> [Provided records]
------------------------

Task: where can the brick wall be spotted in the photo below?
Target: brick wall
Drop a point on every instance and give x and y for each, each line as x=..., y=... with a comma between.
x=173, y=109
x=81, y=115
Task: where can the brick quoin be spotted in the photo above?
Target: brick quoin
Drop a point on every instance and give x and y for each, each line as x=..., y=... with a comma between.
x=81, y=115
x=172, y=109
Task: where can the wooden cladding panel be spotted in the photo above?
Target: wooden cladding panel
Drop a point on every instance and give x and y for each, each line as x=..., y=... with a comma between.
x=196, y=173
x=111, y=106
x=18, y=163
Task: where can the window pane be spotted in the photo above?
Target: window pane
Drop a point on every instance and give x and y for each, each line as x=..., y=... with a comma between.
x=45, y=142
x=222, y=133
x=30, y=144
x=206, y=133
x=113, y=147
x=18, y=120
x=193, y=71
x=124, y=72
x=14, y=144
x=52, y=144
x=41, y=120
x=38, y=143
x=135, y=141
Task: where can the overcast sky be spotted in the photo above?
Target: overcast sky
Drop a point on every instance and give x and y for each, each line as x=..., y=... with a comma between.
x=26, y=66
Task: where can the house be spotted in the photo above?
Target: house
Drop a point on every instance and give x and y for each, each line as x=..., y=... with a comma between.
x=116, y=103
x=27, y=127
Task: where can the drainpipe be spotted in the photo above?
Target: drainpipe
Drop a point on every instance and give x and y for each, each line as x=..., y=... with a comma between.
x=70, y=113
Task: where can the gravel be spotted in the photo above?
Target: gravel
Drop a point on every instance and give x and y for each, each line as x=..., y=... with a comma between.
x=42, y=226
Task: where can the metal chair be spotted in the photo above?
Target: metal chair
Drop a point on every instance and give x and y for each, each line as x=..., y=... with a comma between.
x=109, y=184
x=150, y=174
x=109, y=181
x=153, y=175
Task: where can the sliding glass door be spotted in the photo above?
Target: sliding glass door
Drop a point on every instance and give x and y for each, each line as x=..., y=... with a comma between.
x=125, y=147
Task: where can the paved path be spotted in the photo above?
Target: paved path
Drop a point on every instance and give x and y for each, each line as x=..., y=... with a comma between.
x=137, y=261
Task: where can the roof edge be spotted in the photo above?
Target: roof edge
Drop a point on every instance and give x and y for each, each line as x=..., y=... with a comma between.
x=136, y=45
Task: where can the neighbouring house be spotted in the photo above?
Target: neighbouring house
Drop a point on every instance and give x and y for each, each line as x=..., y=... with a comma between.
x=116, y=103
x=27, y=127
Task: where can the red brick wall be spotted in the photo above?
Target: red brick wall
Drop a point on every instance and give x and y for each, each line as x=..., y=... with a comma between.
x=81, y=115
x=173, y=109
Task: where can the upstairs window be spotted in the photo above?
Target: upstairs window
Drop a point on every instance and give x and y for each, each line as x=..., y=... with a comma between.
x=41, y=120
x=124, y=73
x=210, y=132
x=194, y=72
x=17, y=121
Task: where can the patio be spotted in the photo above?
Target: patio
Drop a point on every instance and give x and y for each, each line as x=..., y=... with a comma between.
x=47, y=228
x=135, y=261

------------------------

> [What you will do] Could you output every one of the items above again, word for word, without changing anything?

> [Exercise result]
Task: where can the brick wall be spotted in the photo below?
Target: brick wall
Drop a point on every instance and give x and y for each, each line as x=..., y=... with a comma between.
x=173, y=109
x=81, y=115
Task: where can the brick quoin be spotted in the photo above?
Target: brick quoin
Drop a point on every instance and give x and y for each, each line as x=..., y=... with a comma between.
x=81, y=115
x=172, y=109
Task: where can the wooden cladding panel be spotted in the photo above?
Target: wooden cladding panel
Drop a point on every instance and give x and y for each, each line as x=..., y=... with a comma between.
x=196, y=173
x=111, y=106
x=18, y=163
Task: where can the window pane be spotted in the photo above?
Target: window pane
Drop a point on every instance and give x and y for each, each line as x=..., y=... with a comma between.
x=45, y=142
x=222, y=133
x=30, y=144
x=206, y=133
x=113, y=147
x=18, y=120
x=193, y=71
x=124, y=72
x=14, y=144
x=52, y=144
x=41, y=120
x=38, y=143
x=135, y=141
Task: where can the overcast sky be spotted in the photo above?
Target: overcast sky
Drop a point on every instance and give x and y for each, each line as x=..., y=... with a comma between.
x=26, y=66
Task: where can the house be spotted in the photo above?
Target: house
Drop a point on every instance and give x and y for each, each line as x=..., y=... with a comma between.
x=116, y=103
x=27, y=127
Task: where can the drainpipe be spotted in the photo above?
Target: drainpipe
Drop a point on every instance and give x and y for each, each line as x=..., y=... with a comma between.
x=70, y=113
Task: where can the gravel be spotted in the photo above?
Target: gravel
Drop a point on every instance and give x and y for each, each line as x=..., y=... with a comma between.
x=42, y=226
Task: where can the metal chair be spotted in the photo above?
Target: metal chair
Drop a point on every instance and give x and y for each, each line as x=..., y=... with a comma between.
x=109, y=184
x=150, y=174
x=109, y=181
x=153, y=175
Task: where can the sliding glass door be spotted in the photo above?
Target: sliding glass door
Drop a point on every instance and give x and y for each, each line as x=..., y=... with a comma between.
x=125, y=147
Task: where can the paved path be spotted in the photo above?
Target: paved path
Drop a point on every instance and give x and y for each, each line as x=..., y=... with a comma between.
x=137, y=261
Task: where can the roof edge be spotted in the photo above?
Target: roof edge
Drop a point on every instance and give x and y for each, each line as x=..., y=... with a comma between.
x=136, y=45
Task: where can the neighbouring house be spotted in the photo above?
Target: neighbouring house
Drop a point on every instance and give x and y for each, each line as x=..., y=... with a comma between.
x=116, y=103
x=27, y=127
Task: where can the red brick wall be spotted in the photo above?
Target: red brick wall
Drop a point on every instance and give x and y for each, each line as x=..., y=... with a comma between.
x=81, y=115
x=173, y=109
Task: where can the upstairs window be spotted in the photo above?
Target: upstairs window
Drop a point on every instance and give x and y for each, each line as x=..., y=... with a comma between.
x=41, y=120
x=124, y=73
x=210, y=132
x=194, y=72
x=17, y=121
Task: where can the patio be spotted in the photo above?
Target: patio
Drop a point on every instance and give x and y for each, each line as x=..., y=... with a comma between.
x=47, y=228
x=135, y=261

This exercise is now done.